EXERCISE REQUIREMENTS:
Restate the lines below, from the line containing "where the tree" through the final line, substituting "localization pipeline" for every "detection pipeline" and leaving everything else unchanged.

WORKING DATA:
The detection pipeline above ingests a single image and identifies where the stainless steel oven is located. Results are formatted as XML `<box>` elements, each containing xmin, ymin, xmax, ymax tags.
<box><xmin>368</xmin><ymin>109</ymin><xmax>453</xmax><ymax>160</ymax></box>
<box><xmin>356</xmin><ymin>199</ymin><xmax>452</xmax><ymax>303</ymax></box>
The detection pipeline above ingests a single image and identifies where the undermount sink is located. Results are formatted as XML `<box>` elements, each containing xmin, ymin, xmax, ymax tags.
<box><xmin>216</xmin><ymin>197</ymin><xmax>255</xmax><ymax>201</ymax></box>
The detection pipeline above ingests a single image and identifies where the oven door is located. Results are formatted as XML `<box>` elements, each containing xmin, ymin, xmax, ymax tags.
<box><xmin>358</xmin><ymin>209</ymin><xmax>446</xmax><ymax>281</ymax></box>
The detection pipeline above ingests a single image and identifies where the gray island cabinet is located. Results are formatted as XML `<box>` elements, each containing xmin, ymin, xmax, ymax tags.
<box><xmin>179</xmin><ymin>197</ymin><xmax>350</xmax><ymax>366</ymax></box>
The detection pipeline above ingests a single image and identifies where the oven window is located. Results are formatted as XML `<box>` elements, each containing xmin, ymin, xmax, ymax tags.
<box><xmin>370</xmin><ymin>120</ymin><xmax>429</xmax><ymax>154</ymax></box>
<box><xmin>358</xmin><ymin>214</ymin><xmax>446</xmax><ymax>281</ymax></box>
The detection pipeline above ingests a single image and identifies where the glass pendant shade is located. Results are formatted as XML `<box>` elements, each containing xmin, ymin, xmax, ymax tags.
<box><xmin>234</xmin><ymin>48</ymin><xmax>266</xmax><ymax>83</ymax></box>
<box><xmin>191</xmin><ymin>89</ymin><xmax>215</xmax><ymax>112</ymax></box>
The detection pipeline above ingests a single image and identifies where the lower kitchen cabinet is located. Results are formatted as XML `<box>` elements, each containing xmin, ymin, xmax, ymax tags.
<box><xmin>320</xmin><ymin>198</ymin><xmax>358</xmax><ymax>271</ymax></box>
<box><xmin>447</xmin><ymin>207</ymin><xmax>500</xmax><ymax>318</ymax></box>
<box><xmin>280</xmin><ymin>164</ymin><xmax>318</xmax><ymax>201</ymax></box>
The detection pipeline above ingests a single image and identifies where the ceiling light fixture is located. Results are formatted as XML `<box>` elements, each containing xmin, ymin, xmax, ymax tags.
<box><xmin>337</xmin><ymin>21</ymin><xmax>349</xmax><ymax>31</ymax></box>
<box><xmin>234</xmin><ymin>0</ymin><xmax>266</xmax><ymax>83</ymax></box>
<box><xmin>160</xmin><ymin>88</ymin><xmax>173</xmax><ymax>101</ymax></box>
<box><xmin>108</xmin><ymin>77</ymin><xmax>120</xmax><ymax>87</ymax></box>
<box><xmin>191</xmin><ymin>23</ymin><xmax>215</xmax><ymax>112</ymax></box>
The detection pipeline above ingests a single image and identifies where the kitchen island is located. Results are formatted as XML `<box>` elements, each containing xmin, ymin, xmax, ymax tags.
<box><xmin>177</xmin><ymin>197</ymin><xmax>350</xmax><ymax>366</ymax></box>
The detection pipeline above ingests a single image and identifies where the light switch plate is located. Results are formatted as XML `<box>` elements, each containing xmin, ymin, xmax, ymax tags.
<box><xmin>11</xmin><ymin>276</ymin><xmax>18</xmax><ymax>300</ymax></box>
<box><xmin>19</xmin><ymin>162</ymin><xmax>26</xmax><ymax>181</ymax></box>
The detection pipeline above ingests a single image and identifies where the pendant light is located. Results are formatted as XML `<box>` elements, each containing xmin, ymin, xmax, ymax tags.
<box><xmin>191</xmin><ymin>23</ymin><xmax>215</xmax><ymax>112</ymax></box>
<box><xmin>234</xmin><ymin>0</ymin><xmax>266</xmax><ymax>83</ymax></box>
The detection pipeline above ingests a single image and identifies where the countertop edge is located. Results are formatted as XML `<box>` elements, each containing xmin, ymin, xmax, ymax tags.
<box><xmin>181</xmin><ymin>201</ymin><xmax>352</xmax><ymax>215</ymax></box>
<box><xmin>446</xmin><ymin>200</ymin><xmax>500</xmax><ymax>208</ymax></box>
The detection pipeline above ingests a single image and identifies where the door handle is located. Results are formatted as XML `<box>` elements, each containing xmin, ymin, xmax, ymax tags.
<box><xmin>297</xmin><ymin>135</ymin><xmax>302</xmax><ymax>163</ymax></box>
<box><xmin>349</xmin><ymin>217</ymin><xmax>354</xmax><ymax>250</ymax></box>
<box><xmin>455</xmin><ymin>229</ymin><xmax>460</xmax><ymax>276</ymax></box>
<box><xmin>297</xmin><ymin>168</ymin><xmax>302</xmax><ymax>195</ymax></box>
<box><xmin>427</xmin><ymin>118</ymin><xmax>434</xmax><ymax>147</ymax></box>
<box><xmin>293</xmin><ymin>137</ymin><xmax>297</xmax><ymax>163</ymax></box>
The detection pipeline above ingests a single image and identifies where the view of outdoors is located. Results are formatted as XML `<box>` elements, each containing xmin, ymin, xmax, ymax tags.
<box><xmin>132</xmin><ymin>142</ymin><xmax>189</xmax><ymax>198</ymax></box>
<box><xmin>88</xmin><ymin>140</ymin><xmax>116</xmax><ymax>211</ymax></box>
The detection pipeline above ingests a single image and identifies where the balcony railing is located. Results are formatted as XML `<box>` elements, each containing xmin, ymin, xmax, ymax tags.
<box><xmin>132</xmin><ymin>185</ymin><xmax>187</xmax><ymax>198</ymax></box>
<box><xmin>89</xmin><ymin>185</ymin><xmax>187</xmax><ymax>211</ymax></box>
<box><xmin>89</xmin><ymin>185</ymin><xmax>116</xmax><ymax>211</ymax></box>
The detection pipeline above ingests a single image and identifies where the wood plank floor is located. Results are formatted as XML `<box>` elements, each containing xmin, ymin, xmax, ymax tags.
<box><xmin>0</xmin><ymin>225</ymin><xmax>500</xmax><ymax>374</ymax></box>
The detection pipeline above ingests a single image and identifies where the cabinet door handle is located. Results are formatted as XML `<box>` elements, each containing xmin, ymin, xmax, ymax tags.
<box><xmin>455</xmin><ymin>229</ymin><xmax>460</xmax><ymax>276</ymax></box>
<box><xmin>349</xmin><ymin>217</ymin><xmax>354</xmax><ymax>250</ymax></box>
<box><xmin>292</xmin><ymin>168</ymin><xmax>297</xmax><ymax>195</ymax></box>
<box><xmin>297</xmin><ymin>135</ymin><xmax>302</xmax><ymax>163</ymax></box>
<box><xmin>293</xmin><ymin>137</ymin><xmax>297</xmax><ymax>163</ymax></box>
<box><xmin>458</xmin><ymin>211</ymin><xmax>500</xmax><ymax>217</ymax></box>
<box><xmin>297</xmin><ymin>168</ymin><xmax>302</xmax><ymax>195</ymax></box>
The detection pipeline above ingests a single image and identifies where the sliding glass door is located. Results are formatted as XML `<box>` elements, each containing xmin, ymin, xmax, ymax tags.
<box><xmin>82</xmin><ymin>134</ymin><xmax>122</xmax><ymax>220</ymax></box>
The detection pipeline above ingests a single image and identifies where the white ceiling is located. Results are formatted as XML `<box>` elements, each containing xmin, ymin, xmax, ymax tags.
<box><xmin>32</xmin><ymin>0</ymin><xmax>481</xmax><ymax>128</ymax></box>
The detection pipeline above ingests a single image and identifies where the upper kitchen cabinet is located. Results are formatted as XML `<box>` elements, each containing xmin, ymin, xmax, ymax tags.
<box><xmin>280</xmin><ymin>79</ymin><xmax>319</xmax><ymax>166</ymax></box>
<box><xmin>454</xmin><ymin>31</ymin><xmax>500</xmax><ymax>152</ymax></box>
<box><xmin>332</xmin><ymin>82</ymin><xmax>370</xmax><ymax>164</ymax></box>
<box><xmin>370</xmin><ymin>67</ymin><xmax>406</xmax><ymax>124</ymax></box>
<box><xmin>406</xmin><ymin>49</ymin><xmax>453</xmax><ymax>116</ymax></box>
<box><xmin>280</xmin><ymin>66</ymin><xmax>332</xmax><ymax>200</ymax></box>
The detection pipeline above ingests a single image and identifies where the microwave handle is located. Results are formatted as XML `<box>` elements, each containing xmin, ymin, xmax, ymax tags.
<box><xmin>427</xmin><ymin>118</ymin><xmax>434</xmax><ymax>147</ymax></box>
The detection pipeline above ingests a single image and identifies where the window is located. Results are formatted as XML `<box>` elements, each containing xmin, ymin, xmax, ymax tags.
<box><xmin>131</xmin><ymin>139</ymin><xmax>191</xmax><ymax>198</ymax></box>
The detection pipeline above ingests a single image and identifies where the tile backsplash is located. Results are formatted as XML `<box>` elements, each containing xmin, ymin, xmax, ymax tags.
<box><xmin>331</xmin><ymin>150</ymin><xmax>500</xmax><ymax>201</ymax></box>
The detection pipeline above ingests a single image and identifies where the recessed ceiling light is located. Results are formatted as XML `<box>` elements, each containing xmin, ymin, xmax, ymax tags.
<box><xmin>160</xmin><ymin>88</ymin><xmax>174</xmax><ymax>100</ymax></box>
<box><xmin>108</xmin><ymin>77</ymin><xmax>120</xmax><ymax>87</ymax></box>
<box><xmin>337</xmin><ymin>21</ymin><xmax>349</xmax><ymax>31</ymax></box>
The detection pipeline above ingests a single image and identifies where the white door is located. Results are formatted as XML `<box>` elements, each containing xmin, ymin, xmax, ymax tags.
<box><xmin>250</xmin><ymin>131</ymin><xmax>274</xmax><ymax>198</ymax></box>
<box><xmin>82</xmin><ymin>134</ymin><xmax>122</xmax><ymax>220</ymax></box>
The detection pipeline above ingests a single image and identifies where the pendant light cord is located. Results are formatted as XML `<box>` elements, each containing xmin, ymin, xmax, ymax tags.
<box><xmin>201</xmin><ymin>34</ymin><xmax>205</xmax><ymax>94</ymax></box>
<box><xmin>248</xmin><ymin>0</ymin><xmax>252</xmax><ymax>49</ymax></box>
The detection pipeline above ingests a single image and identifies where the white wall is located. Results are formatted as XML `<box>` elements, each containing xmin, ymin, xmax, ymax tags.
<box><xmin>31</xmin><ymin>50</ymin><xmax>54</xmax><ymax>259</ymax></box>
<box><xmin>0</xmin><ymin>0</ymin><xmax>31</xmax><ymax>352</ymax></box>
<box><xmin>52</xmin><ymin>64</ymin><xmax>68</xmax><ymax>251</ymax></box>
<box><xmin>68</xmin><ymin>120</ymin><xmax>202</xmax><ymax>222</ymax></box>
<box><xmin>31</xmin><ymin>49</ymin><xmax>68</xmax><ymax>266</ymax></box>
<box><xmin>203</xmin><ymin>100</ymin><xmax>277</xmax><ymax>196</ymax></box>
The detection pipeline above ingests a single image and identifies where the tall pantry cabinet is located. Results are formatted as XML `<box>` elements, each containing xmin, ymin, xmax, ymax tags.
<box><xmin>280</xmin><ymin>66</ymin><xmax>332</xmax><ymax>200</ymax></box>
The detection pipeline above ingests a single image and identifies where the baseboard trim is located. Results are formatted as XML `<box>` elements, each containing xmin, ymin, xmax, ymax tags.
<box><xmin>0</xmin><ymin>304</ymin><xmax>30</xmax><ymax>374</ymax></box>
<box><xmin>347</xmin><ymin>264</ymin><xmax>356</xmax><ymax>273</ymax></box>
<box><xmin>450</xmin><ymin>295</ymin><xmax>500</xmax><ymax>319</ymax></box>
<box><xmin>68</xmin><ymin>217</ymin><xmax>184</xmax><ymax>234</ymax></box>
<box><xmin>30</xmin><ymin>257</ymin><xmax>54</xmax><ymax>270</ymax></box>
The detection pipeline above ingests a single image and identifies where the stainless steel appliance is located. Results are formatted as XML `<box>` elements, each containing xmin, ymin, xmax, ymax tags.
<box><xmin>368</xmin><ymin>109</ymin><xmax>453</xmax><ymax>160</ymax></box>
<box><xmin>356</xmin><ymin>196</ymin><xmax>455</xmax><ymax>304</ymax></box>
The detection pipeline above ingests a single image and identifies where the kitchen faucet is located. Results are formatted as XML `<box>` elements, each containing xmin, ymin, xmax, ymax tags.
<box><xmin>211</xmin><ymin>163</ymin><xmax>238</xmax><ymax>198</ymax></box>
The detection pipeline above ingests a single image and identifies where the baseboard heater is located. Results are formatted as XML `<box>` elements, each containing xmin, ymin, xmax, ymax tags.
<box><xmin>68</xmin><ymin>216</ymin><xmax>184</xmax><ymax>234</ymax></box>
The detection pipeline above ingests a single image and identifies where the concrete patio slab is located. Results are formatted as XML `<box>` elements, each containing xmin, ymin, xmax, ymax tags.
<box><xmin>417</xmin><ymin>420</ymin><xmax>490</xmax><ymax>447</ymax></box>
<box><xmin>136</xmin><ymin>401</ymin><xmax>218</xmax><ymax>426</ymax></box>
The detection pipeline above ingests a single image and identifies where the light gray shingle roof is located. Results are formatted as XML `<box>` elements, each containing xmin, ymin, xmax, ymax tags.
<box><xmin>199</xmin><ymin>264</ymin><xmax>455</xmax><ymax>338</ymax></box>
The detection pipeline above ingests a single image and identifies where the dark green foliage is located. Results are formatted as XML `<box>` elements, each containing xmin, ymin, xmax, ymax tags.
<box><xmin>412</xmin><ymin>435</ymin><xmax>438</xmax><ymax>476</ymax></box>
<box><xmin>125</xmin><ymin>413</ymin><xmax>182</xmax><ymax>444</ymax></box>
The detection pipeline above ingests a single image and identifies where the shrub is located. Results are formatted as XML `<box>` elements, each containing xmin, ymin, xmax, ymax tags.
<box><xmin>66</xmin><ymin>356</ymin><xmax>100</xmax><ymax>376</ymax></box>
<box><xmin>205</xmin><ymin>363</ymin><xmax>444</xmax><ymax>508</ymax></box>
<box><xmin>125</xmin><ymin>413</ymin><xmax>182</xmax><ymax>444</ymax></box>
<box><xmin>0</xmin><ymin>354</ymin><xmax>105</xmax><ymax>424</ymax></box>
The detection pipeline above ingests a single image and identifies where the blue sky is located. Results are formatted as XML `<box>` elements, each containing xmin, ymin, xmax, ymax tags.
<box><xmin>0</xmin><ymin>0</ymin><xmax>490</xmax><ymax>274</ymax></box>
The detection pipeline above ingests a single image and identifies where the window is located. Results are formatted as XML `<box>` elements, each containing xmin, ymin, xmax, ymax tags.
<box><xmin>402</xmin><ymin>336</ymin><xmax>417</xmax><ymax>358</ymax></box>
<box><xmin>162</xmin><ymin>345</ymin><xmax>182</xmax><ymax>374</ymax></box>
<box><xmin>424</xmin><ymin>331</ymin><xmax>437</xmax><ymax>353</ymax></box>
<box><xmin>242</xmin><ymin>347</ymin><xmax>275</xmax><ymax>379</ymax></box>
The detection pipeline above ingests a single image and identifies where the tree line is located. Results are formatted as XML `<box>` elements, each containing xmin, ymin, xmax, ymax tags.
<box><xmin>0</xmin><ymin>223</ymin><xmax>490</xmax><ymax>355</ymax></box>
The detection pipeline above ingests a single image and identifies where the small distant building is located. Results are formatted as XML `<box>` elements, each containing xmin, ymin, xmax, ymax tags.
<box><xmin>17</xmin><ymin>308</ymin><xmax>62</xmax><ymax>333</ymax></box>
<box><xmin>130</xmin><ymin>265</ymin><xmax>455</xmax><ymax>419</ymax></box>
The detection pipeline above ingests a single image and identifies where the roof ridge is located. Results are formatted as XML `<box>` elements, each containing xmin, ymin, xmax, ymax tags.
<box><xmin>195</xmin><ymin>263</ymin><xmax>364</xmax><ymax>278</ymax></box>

THE OUTPUT:
The localization pipeline above ingests a single image and identifies where the tree line is located. Results are formatted as XML `<box>` elements, each containing xmin, ymin, xmax, ymax tags.
<box><xmin>0</xmin><ymin>223</ymin><xmax>490</xmax><ymax>355</ymax></box>
The localization pipeline above ingests a single image and identifies where the small distant building is located. Results are formatted as XML `<box>` elements, each containing xmin, ymin, xmax, ymax tags.
<box><xmin>17</xmin><ymin>308</ymin><xmax>62</xmax><ymax>333</ymax></box>
<box><xmin>130</xmin><ymin>265</ymin><xmax>455</xmax><ymax>419</ymax></box>
The localization pipeline above ingests a single image and identifies where the roof ridge is located. Results are formatted as XML `<box>` elements, each containing xmin, ymin, xmax, ymax tags.
<box><xmin>195</xmin><ymin>263</ymin><xmax>364</xmax><ymax>278</ymax></box>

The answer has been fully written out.